* **CONSIGNES**:
(a) Dans le texte sur les inhumations dans les églises, à qui le chœur était-il réservé ?
(b) Poursuivez le texte sur les inhumations dans les églises après sa dernière phrase.

* **PAGE**:
Au début de l’ère chrétienne l’habitude avait été prise en Occident et plus spécialement en Gaule d’inhumer les morts à l’intérieur des sanctuaires. Une tradition si bien ancrée que, jusqu'à l'époque moderne, certaines paroisses ne disposaient pas de cimetière. Dans les églises le chœur était réservé pour l'inhumation des curés du lieu ainsi qu’aux patrons de la paroisse et à leur famille, la nef et les bas-côtés étant accessibles pour le reste de la population. Il fallait néanmoins acquitter un droit de sépulture pour y accéder. La vente des emplacements constituait une des ressources de la communauté. Des fonds sur lesquels était prélevé l'argent pour assurer, entre autres, les réparations de l'édifice. Le prix dépendait des paroisses puisqu'il était fixé par chaque communauté paroissiale. Il se peut que dans certaines paroisses aux ressources limitées, on ait favorisé des prix modérés afin de faciliter les inhumations dans l'église.
L’inhumation dans le cimetière, quand il existait, était en revanche gratuite. Encore que ceux qui ne parvenaient pas à obtenir une place à l'intérieur de l’église, cherchaient à s'en trouver le plus près possible, de façon à avoir la meilleure part aux prières et à la protection des reliques des saints. Ce qui fait que ces endroits privilégiés devaient probablement être aussi monnayés. Pour le reste, en raison de leur gratuité, les cimetières étaient plutôt dévolus aux pauvres.

* **Données collectées**:
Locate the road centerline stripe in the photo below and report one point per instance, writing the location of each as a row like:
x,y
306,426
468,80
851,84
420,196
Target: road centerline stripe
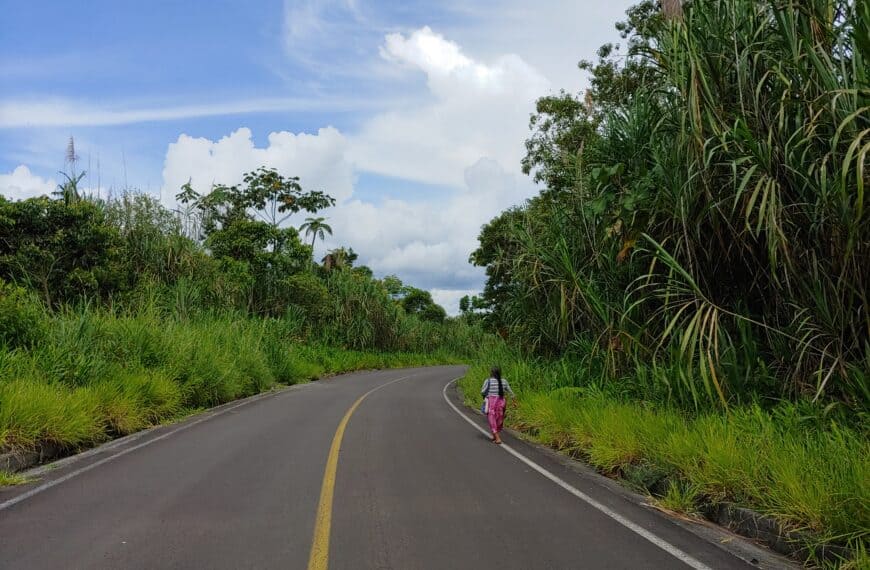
x,y
632,526
318,559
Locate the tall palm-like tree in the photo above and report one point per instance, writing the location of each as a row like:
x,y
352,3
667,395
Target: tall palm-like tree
x,y
315,227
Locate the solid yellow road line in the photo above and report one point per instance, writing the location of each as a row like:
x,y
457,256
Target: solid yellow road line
x,y
319,557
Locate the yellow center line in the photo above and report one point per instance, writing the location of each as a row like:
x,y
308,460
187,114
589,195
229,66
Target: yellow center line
x,y
319,557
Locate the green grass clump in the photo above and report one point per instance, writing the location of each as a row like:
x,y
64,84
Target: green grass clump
x,y
11,479
97,374
808,473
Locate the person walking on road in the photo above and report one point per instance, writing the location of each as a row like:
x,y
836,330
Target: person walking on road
x,y
493,391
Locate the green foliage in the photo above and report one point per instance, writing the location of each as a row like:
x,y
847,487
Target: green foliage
x,y
64,251
703,222
22,318
793,462
97,375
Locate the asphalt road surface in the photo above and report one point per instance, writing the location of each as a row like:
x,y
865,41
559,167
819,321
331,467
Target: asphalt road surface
x,y
413,485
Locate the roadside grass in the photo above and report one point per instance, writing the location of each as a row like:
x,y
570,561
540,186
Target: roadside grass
x,y
810,476
96,375
12,479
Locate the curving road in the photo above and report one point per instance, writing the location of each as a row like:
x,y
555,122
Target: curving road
x,y
414,485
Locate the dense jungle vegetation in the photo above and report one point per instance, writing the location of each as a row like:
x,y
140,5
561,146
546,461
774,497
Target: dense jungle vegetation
x,y
690,289
118,314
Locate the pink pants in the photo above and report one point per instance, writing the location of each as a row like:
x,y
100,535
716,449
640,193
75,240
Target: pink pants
x,y
495,415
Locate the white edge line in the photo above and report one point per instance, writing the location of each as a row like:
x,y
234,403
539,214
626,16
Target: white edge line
x,y
45,486
634,527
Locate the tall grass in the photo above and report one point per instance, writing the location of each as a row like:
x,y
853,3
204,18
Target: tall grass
x,y
710,222
98,374
793,463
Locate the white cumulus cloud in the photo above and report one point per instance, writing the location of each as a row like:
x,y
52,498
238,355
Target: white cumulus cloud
x,y
473,110
21,183
317,159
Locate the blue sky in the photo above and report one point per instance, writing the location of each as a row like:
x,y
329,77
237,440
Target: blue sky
x,y
412,114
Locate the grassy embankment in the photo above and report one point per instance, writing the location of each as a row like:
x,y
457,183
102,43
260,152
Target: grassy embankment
x,y
96,375
809,474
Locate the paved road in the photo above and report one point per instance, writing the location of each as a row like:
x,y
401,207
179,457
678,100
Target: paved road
x,y
416,487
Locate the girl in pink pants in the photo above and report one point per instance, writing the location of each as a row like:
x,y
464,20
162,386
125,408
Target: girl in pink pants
x,y
493,390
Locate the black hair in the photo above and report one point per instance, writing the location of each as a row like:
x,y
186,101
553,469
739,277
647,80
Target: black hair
x,y
495,372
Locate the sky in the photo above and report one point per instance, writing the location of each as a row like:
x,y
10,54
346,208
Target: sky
x,y
413,115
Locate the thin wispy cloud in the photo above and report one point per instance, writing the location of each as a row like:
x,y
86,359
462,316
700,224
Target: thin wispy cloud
x,y
64,113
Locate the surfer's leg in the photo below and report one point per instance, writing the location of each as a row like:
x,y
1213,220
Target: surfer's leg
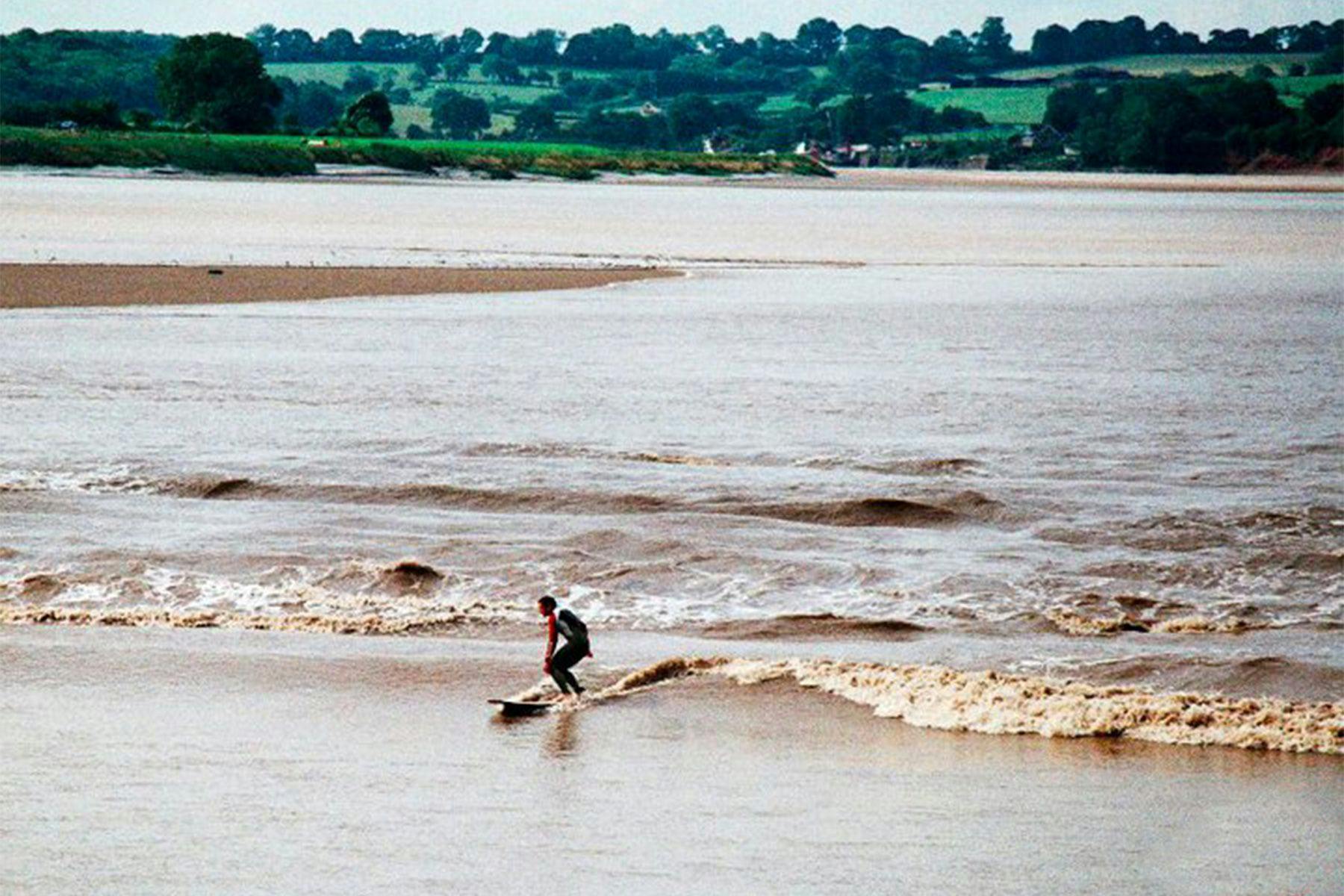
x,y
559,675
561,664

* **RÉPONSES FOURNIES**:
(a) Aux curés du lieu, ainsi qu'aux patrons de la paroisse et à leur famille.

(b)
La pratique des sépultures à l’intérieur des édifices religieux a néanmoins commencé à se réduire dès le début du XVIIIe siècle sous l’effet de la pression continue des différentes autorités, essentiellement pour des raisons sanitaires[1]. Malgré tout il pouvait se produire des cas de force majeure où l’inhumation dans le sanctuaire devenait incontournable. Ainsi en février 1773 à Haleine[2], il gelait si fort que cela empêcha de creuser une tombe dans le cimetière. Nicolas Mathieu Letourneur, le curé, n’eut alors d’autre choix que de se rabattre à l’intérieur de l'église. Comme cette pratique était de moins en moins tolérée, il s'est senti obligé de la justifier dans l'acte. Mais il n’a pas précisé si, dans ce cas, les parents de la jeune fille défunte ont étés exonérés ou contraints d’acquitter un droit de sépulture.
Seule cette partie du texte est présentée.